## What you are asked to do
Copy word for word the lines in the records below, starting with the line that contains "dark water ->" and going on through the line that contains "Outline every instance of the dark water.".

## Records for the exercise
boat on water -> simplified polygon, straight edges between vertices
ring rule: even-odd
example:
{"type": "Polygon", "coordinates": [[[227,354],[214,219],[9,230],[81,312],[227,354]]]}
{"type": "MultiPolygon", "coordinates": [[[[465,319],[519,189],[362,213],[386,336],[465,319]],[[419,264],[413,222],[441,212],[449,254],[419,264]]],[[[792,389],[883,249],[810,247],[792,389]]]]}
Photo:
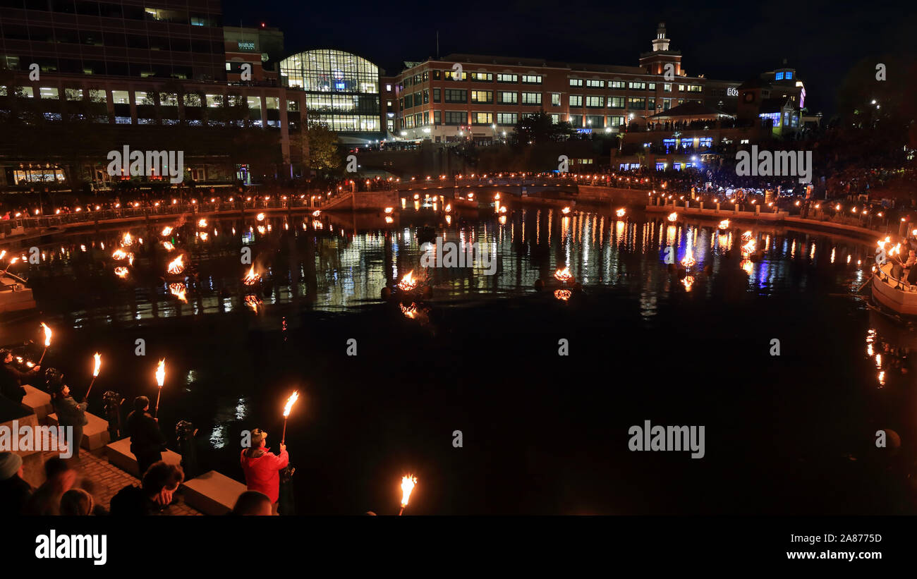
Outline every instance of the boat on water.
{"type": "Polygon", "coordinates": [[[917,316],[917,286],[907,279],[898,279],[891,275],[890,263],[876,269],[872,278],[872,299],[883,306],[904,315],[917,316]]]}
{"type": "Polygon", "coordinates": [[[35,308],[32,290],[27,281],[8,271],[0,275],[0,313],[35,308]]]}

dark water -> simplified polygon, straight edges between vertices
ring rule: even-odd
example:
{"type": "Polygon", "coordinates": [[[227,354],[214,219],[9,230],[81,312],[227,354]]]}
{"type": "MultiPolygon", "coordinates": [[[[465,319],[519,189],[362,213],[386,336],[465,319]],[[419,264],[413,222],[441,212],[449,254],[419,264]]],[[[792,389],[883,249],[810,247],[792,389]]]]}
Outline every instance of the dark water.
{"type": "Polygon", "coordinates": [[[129,229],[126,280],[110,256],[127,229],[55,240],[28,272],[56,330],[45,366],[79,394],[102,352],[91,399],[101,414],[105,389],[155,399],[165,357],[164,432],[191,421],[202,466],[236,478],[241,431],[267,430],[276,449],[298,389],[287,442],[300,514],[396,512],[406,473],[419,481],[414,514],[917,510],[907,355],[917,339],[836,295],[868,278],[867,245],[582,208],[511,205],[502,224],[482,205],[447,224],[410,205],[389,230],[381,216],[367,228],[311,215],[176,227],[169,239],[199,275],[187,304],[159,279],[173,255],[154,249],[162,224],[129,229]],[[423,275],[422,224],[492,242],[499,258],[494,275],[431,269],[434,298],[410,318],[378,297],[423,275]],[[746,230],[760,262],[742,259],[746,230]],[[669,243],[679,259],[691,246],[693,283],[662,265],[669,243]],[[257,311],[244,303],[243,245],[266,282],[257,311]],[[581,295],[535,291],[563,267],[581,295]],[[646,420],[703,425],[705,457],[630,452],[628,429],[646,420]],[[878,429],[900,434],[900,449],[877,449],[878,429]]]}

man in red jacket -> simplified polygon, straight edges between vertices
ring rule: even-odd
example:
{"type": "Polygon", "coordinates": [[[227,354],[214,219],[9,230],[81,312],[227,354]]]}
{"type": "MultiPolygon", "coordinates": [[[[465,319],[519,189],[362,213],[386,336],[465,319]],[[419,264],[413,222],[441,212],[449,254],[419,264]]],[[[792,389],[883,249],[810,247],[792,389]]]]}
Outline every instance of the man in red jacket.
{"type": "Polygon", "coordinates": [[[281,469],[290,463],[286,444],[281,444],[281,454],[273,454],[267,448],[268,433],[257,428],[251,432],[251,446],[242,451],[242,471],[249,490],[264,493],[271,499],[274,514],[281,492],[281,469]]]}

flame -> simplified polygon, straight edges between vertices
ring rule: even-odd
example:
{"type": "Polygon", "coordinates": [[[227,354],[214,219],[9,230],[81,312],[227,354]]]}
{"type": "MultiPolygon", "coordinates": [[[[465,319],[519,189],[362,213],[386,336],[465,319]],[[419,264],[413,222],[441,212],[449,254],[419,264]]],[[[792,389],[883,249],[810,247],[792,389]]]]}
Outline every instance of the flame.
{"type": "Polygon", "coordinates": [[[417,287],[417,280],[414,279],[414,269],[404,274],[402,280],[398,282],[398,289],[402,291],[410,291],[417,287]]]}
{"type": "Polygon", "coordinates": [[[169,284],[169,291],[184,303],[188,303],[188,298],[185,297],[185,294],[188,292],[188,289],[184,287],[183,283],[169,284]]]}
{"type": "Polygon", "coordinates": [[[299,399],[298,391],[293,392],[293,394],[290,395],[290,398],[287,399],[286,406],[283,407],[283,418],[287,418],[288,416],[290,416],[290,410],[293,410],[293,405],[295,404],[296,400],[298,399],[299,399]]]}
{"type": "Polygon", "coordinates": [[[156,384],[160,388],[162,388],[163,382],[166,381],[166,359],[162,358],[160,360],[160,365],[156,366],[156,384]]]}
{"type": "Polygon", "coordinates": [[[251,311],[258,313],[258,306],[263,303],[258,296],[248,295],[245,297],[245,305],[251,308],[251,311]]]}
{"type": "Polygon", "coordinates": [[[245,278],[242,278],[242,282],[247,286],[250,286],[255,284],[260,279],[261,277],[255,273],[255,264],[252,264],[251,269],[249,270],[249,273],[245,276],[245,278]]]}
{"type": "Polygon", "coordinates": [[[184,256],[179,256],[175,257],[169,263],[169,268],[166,269],[171,274],[179,274],[184,271],[184,256]]]}
{"type": "Polygon", "coordinates": [[[411,491],[417,484],[417,477],[414,475],[402,476],[402,507],[407,507],[407,501],[411,500],[411,491]]]}

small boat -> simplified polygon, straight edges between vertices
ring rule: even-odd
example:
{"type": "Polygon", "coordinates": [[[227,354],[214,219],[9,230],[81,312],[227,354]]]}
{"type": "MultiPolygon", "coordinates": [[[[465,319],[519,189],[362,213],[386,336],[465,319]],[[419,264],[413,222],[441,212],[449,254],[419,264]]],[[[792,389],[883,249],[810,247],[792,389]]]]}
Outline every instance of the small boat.
{"type": "Polygon", "coordinates": [[[31,310],[35,307],[32,290],[22,278],[3,272],[0,277],[0,312],[31,310]]]}
{"type": "Polygon", "coordinates": [[[917,316],[917,286],[891,276],[891,264],[882,264],[872,279],[872,299],[898,313],[917,316]]]}

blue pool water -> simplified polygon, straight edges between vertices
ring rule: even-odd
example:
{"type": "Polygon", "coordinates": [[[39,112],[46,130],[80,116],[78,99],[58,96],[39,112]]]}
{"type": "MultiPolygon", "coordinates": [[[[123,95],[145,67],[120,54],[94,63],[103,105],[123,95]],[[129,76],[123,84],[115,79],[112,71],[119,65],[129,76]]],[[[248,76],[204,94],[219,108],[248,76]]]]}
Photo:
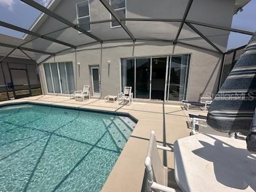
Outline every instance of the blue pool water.
{"type": "Polygon", "coordinates": [[[135,126],[127,117],[0,107],[0,191],[99,191],[135,126]]]}

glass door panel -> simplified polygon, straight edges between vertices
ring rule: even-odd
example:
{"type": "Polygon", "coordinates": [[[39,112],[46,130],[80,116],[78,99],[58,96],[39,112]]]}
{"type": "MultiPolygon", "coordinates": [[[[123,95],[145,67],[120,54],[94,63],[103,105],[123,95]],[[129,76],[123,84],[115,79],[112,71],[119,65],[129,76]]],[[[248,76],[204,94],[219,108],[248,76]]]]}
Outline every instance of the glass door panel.
{"type": "Polygon", "coordinates": [[[60,86],[59,79],[59,74],[58,73],[57,63],[51,63],[50,66],[52,74],[52,79],[53,81],[54,93],[61,93],[61,92],[60,91],[60,86]]]}
{"type": "Polygon", "coordinates": [[[167,100],[186,99],[188,77],[189,55],[173,55],[170,58],[167,100]]]}
{"type": "Polygon", "coordinates": [[[123,59],[121,65],[122,90],[125,86],[131,86],[132,93],[134,93],[134,59],[123,59]]]}
{"type": "Polygon", "coordinates": [[[151,99],[164,100],[167,57],[152,58],[151,99]]]}
{"type": "Polygon", "coordinates": [[[136,59],[136,98],[149,99],[150,59],[136,59]]]}
{"type": "Polygon", "coordinates": [[[47,89],[49,93],[54,93],[53,83],[52,81],[52,75],[50,68],[50,63],[44,64],[44,72],[45,73],[45,78],[46,79],[47,89]]]}
{"type": "Polygon", "coordinates": [[[68,94],[68,86],[67,74],[66,73],[66,67],[65,62],[59,62],[59,69],[60,70],[60,82],[61,82],[61,88],[62,93],[68,94]]]}
{"type": "Polygon", "coordinates": [[[69,91],[69,93],[73,93],[76,90],[73,64],[72,62],[67,62],[65,63],[65,65],[68,79],[68,90],[69,91]]]}
{"type": "Polygon", "coordinates": [[[100,96],[100,78],[99,67],[91,68],[92,76],[92,91],[93,96],[100,96]]]}

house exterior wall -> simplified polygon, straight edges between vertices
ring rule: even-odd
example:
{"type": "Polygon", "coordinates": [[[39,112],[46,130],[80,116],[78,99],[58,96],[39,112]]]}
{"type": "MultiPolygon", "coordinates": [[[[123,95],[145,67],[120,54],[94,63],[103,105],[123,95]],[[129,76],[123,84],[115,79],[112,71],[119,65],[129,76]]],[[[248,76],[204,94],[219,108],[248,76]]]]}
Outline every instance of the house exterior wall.
{"type": "MultiPolygon", "coordinates": [[[[73,23],[77,23],[75,4],[81,2],[83,0],[62,1],[54,12],[73,23]]],[[[153,0],[139,2],[127,0],[126,18],[181,19],[187,2],[187,0],[163,0],[156,6],[156,1],[153,0]]],[[[230,27],[234,7],[234,0],[194,1],[187,19],[230,27]]],[[[99,0],[90,1],[90,8],[91,21],[110,19],[110,13],[99,0]]],[[[159,39],[172,40],[175,38],[179,23],[167,23],[168,25],[166,22],[127,21],[127,27],[136,38],[159,37],[159,39]]],[[[62,23],[49,17],[38,28],[36,32],[43,34],[63,26],[62,23]]],[[[225,35],[221,38],[212,38],[211,40],[221,49],[226,50],[228,37],[227,31],[217,31],[205,27],[199,29],[202,33],[210,36],[223,33],[225,35]]],[[[179,43],[174,46],[171,42],[137,41],[133,44],[130,41],[104,42],[105,40],[129,38],[122,28],[111,28],[109,22],[92,25],[91,30],[92,34],[103,40],[102,49],[99,44],[82,47],[76,51],[63,52],[45,62],[73,61],[77,90],[81,90],[84,85],[92,86],[89,70],[91,66],[100,66],[101,98],[103,98],[108,94],[117,94],[120,92],[121,58],[182,53],[191,54],[187,99],[198,100],[200,97],[205,96],[206,93],[215,93],[218,90],[222,58],[220,54],[179,43]],[[109,68],[107,64],[108,61],[110,61],[109,68]],[[78,70],[77,63],[80,63],[80,70],[78,70]]],[[[79,45],[79,43],[81,44],[81,42],[95,41],[74,30],[73,32],[65,30],[50,36],[70,43],[73,41],[75,45],[79,45]]],[[[198,35],[185,25],[180,38],[190,37],[198,37],[198,35]]],[[[42,49],[43,46],[45,51],[51,51],[57,47],[55,43],[44,43],[37,44],[41,47],[35,48],[42,49]]],[[[214,50],[204,40],[202,39],[202,43],[206,47],[214,50]]],[[[44,90],[44,93],[47,93],[43,65],[39,66],[39,69],[43,84],[42,89],[44,90]]]]}
{"type": "MultiPolygon", "coordinates": [[[[74,70],[76,71],[77,90],[81,90],[85,85],[90,85],[92,87],[90,67],[99,66],[101,69],[101,88],[103,98],[106,95],[117,95],[120,92],[121,58],[187,53],[191,54],[191,59],[187,99],[198,100],[207,92],[215,93],[218,89],[222,55],[200,49],[173,46],[164,42],[137,42],[134,45],[131,42],[116,42],[103,44],[102,50],[97,45],[78,49],[73,53],[56,55],[46,62],[72,61],[74,70]],[[79,70],[77,63],[80,63],[79,70]]],[[[39,69],[43,83],[42,87],[46,87],[43,65],[40,65],[39,69]]],[[[45,90],[45,93],[46,93],[45,90]]]]}

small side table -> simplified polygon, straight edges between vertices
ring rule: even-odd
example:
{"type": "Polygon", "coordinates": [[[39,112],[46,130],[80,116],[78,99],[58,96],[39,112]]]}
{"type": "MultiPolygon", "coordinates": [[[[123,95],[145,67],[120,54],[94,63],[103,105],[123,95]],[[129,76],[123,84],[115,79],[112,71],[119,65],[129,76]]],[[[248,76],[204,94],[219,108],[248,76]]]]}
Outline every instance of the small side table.
{"type": "Polygon", "coordinates": [[[113,101],[113,103],[117,101],[117,96],[116,95],[107,95],[105,98],[105,102],[109,101],[110,100],[113,101]]]}

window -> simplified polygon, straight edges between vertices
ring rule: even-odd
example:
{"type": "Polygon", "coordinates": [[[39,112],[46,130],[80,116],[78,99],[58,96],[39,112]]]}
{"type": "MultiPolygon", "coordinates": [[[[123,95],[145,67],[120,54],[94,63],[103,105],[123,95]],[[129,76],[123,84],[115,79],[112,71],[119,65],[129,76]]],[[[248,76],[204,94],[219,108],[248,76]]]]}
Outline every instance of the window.
{"type": "MultiPolygon", "coordinates": [[[[118,14],[121,18],[125,18],[126,16],[126,0],[110,0],[110,5],[114,10],[118,14]]],[[[110,19],[115,18],[110,14],[110,19]]],[[[120,27],[120,24],[117,21],[111,21],[111,27],[120,27]]]]}
{"type": "MultiPolygon", "coordinates": [[[[89,0],[76,4],[76,15],[78,23],[86,23],[90,21],[89,0]]],[[[91,31],[90,24],[83,25],[79,27],[87,31],[91,31]]]]}

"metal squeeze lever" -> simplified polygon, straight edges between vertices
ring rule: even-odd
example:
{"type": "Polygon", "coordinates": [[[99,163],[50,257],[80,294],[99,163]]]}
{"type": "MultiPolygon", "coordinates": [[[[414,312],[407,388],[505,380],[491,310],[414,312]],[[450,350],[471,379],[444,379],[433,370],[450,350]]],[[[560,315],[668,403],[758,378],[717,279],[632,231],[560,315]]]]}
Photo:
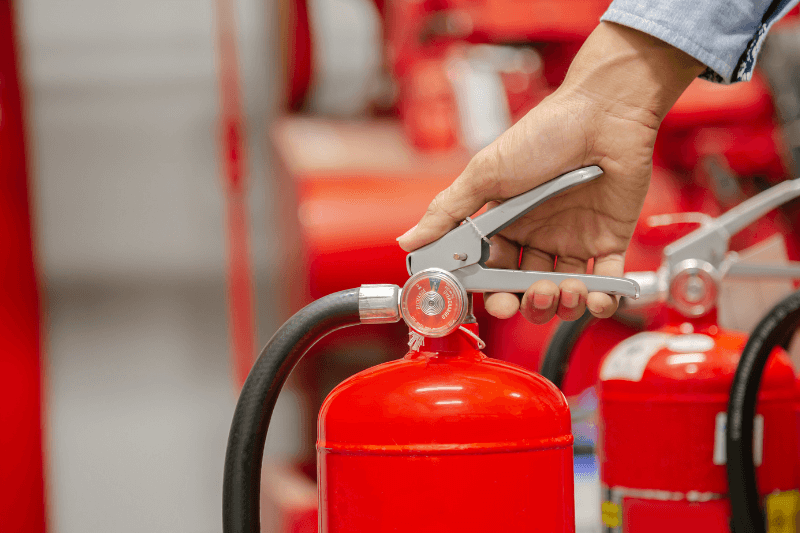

## Problem solution
dark water -> simplified polygon, straight edges between vertices
ring rule: even-odd
example:
{"type": "Polygon", "coordinates": [[[227,354],[214,219],[9,230],[81,312],[227,354]]]}
{"type": "MultiPolygon", "coordinates": [[[[465,319],[519,189],[362,213],[386,336],[465,319]],[[419,264],[413,222],[441,212],[449,254],[419,264]]],[[[792,389],[883,249],[810,247],[792,389]]]]}
Outline every instance of the dark water.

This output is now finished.